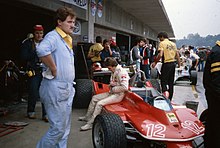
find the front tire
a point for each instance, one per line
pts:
(109, 131)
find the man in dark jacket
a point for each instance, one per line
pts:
(211, 82)
(33, 66)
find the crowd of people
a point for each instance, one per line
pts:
(50, 66)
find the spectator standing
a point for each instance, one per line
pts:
(202, 58)
(115, 51)
(135, 52)
(106, 52)
(34, 69)
(169, 54)
(145, 62)
(56, 88)
(118, 86)
(211, 82)
(95, 50)
(192, 59)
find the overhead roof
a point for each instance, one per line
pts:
(150, 12)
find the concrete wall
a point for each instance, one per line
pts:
(119, 20)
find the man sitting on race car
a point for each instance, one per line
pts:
(119, 82)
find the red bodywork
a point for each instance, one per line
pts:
(177, 127)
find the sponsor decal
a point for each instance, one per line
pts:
(172, 117)
(155, 130)
(93, 7)
(99, 7)
(192, 126)
(79, 3)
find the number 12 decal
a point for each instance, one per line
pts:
(155, 130)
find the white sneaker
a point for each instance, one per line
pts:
(86, 127)
(83, 118)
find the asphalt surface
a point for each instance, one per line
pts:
(30, 134)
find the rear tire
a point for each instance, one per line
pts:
(109, 131)
(84, 92)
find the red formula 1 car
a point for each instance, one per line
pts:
(147, 117)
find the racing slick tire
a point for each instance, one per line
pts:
(109, 131)
(193, 77)
(84, 92)
(156, 84)
(203, 117)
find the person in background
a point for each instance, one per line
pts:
(95, 50)
(106, 52)
(145, 62)
(115, 51)
(211, 82)
(34, 70)
(169, 54)
(56, 90)
(135, 52)
(193, 59)
(118, 86)
(202, 58)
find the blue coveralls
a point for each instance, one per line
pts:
(57, 93)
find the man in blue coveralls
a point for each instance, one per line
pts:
(56, 90)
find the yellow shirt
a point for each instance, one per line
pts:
(95, 49)
(67, 38)
(169, 50)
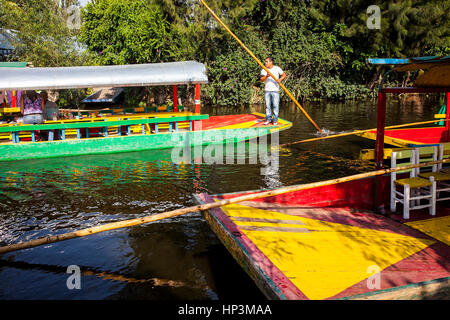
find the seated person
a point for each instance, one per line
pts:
(32, 106)
(51, 109)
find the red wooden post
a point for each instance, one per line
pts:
(379, 150)
(175, 99)
(447, 116)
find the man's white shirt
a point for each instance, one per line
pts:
(272, 85)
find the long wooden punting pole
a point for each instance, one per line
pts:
(262, 65)
(361, 131)
(203, 207)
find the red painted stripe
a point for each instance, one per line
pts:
(353, 194)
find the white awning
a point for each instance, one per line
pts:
(133, 75)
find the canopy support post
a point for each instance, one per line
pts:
(447, 116)
(379, 151)
(197, 124)
(175, 99)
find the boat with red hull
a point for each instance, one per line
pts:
(338, 240)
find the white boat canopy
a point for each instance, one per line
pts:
(132, 75)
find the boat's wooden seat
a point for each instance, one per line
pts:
(442, 178)
(438, 176)
(412, 190)
(416, 182)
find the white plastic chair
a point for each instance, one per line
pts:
(442, 178)
(411, 191)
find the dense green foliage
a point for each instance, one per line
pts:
(321, 45)
(129, 31)
(42, 35)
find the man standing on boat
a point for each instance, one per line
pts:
(272, 90)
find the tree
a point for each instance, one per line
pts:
(41, 34)
(129, 31)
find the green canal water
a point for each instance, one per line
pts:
(173, 259)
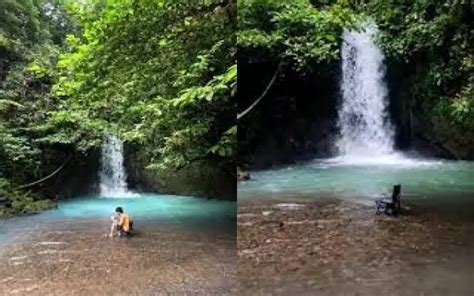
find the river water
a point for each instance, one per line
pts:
(181, 245)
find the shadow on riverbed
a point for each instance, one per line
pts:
(331, 247)
(182, 246)
(166, 262)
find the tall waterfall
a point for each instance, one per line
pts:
(364, 124)
(113, 178)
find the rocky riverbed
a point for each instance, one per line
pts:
(76, 259)
(330, 247)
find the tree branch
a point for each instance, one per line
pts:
(47, 177)
(240, 115)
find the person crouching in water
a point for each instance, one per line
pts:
(122, 223)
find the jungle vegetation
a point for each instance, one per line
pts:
(159, 74)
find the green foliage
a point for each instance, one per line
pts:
(157, 72)
(435, 39)
(295, 32)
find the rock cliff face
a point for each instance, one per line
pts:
(297, 120)
(202, 179)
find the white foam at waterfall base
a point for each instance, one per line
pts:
(365, 128)
(366, 133)
(113, 178)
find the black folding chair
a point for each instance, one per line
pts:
(390, 205)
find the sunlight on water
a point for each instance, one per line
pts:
(149, 211)
(356, 179)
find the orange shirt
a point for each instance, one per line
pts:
(124, 221)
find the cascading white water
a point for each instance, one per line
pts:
(113, 178)
(365, 128)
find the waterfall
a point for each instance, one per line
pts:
(364, 124)
(113, 178)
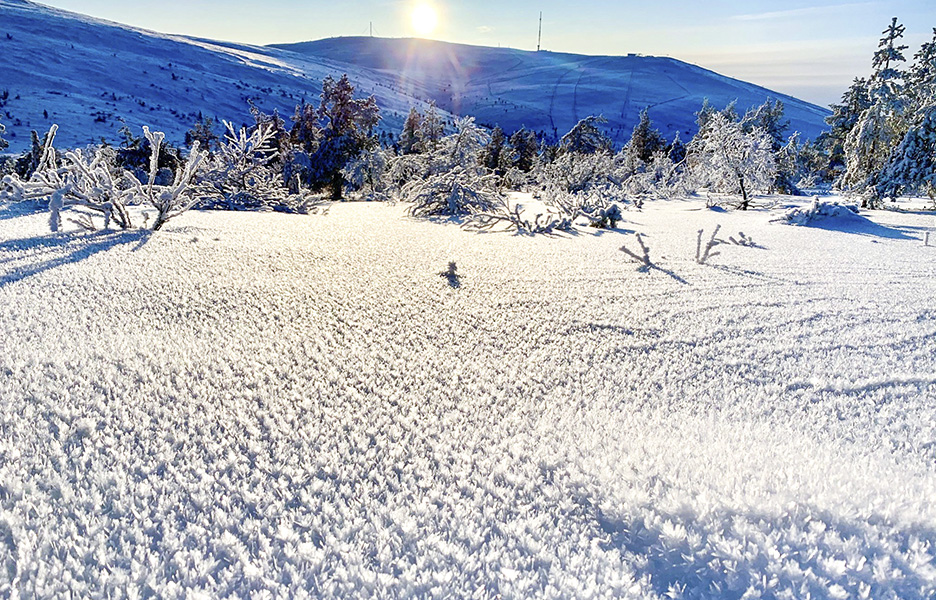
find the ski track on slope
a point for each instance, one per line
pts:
(300, 406)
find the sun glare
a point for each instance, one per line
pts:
(424, 19)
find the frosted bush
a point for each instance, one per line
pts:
(90, 184)
(517, 219)
(820, 210)
(457, 192)
(240, 176)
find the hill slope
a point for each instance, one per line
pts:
(287, 406)
(86, 74)
(550, 92)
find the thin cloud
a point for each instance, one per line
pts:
(800, 12)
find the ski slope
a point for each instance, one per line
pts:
(264, 405)
(550, 92)
(92, 76)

■ ■ ■ ■

### Instructions for the task
Copy all of the records above word for word, leaving the pictures out of your copy.

### Output of the task
find the front tire
a point for each instance, one per line
pts:
(109, 131)
find the man in dark jacket
a point for each instance, one per line
pts:
(211, 82)
(33, 66)
find the crowd of people
a point for each instance, one per line
pts:
(50, 66)
find the spectator standing
a point for each instance, one per line
pts:
(202, 58)
(115, 51)
(135, 52)
(106, 52)
(34, 69)
(169, 54)
(145, 62)
(56, 88)
(118, 86)
(211, 82)
(95, 50)
(192, 59)
find the overhead roof
a point for each instance, one per line
pts:
(150, 12)
find the concrete wall
a point for each instance, one per line
pts:
(119, 20)
find the man sitting on race car
a point for each instance, one per line
pts:
(119, 82)
find the red bodywork
a point for each instance, one per line
pts:
(177, 127)
find the sponsor decal
a point for each instance, one per line
pts:
(172, 117)
(155, 130)
(93, 7)
(99, 7)
(192, 126)
(79, 3)
find the number 12 decal
a point for each instance, one per line
pts:
(155, 130)
find the white sneaker
a point for each instance, one per line
pts:
(86, 127)
(83, 118)
find the asphalt surface
a point for each instance, one per line
pts:
(30, 134)
find the rear tire
a point for each instance, one per line
pts:
(109, 131)
(84, 92)
find the red formula 1 car
a point for each instance, one per line
pts:
(147, 117)
find the racing slick tire
a point for each instance, one per line
pts:
(109, 131)
(193, 77)
(84, 92)
(156, 84)
(203, 117)
find the person in background
a point for each instance, one per line
pts:
(95, 50)
(106, 52)
(145, 62)
(115, 51)
(211, 82)
(34, 70)
(169, 54)
(56, 90)
(135, 52)
(193, 59)
(118, 86)
(202, 58)
find the blue coveralls
a point for each instance, one per line
pts:
(57, 93)
find the man in blue coveralls
a point for each instance, one per line
pts:
(56, 90)
find the yellow shirt
a point for each instance, one per line
pts:
(95, 49)
(67, 38)
(169, 50)
find the seated person
a point for each instance, one per line
pts:
(32, 106)
(51, 109)
find the red wooden post
a point for each instance, one per line
pts:
(379, 150)
(175, 99)
(447, 116)
find the man's white shirt
a point for each instance, one per line
pts:
(272, 85)
find the long wooden punting pole
a point for each instance, one per line
pts:
(262, 65)
(361, 131)
(203, 207)
find the red painted stripe
a point for each instance, one per line
pts:
(353, 194)
find the white awning
a point for each instance, one per line
pts:
(133, 75)
find the canopy support post
a point for each instance, one per line
pts:
(447, 116)
(379, 151)
(197, 124)
(175, 99)
find the boat with red hull
a point for each instance, one per line
pts:
(338, 240)
find the white boat canopy
a point for each instance, one per line
pts:
(132, 75)
find the boat's wooden seat
a point for each instance, one per line
pts:
(442, 178)
(438, 176)
(412, 190)
(416, 182)
find the white plastic chair
a point for each instance, one per line
pts:
(442, 178)
(411, 191)
find the dense green foliage
a point for each instance, one per line
pts:
(321, 45)
(129, 31)
(42, 35)
find the man standing on boat
a point for each instance, one per line
pts:
(272, 90)
find the tree
a point for each instance, one per line
pts:
(41, 34)
(129, 31)
find the green canal water
a point for each instance, one per line
pts:
(173, 259)
find the river water
a point for each instance, one per line
pts:
(181, 245)
find the shadow on riverbed
a point for each instance, one per line
pts:
(331, 247)
(182, 246)
(166, 262)
find the tall waterfall
a point for each instance, one per line
pts:
(364, 124)
(113, 178)
find the rocky riverbed
a point for each instance, one per line
pts:
(76, 259)
(330, 247)
find the tree branch
a point for each instance, one per line
pts:
(47, 177)
(240, 115)
find the person crouching in water
a point for each instance, one per line
pts:
(122, 223)
find the jungle vegetation
a point for each instance, one per line
pts:
(159, 74)
find the green foliage
a point for each instance, one per line
pts:
(157, 72)
(435, 39)
(295, 32)
find the rock cliff face
a point for each instance, one per line
pts:
(297, 120)
(202, 179)
find the white foam at waterfall base
a point for each instance, one per line
pts:
(365, 128)
(366, 133)
(113, 178)
find the black folding chair
a point for each instance, one per line
pts:
(390, 205)
find the sunlight on water
a point for each instance, one per line
pts:
(149, 211)
(356, 179)
find the orange shirt
a point for each instance, one per line
pts:
(124, 221)
find the cascading white water
a point for each instance, one per line
pts:
(113, 178)
(365, 128)
find the waterfall
a point for each instance, one per line
pts:
(364, 124)
(113, 178)
find the ski track on slope
a point for each instance, one per line
pts:
(300, 406)
find the sun glare
a point for each instance, one per line
pts:
(424, 19)
find the frosted bush
a point for each instance, one per line
pts:
(90, 184)
(517, 219)
(820, 210)
(457, 192)
(240, 176)
find the hill slope
a point for each instance, one per line
pts:
(287, 406)
(86, 74)
(550, 92)
find the thin cloud
a point for each instance, one per line
pts:
(800, 12)
find the ski slope
a point for each instance, one per line
pts:
(264, 405)
(550, 92)
(92, 76)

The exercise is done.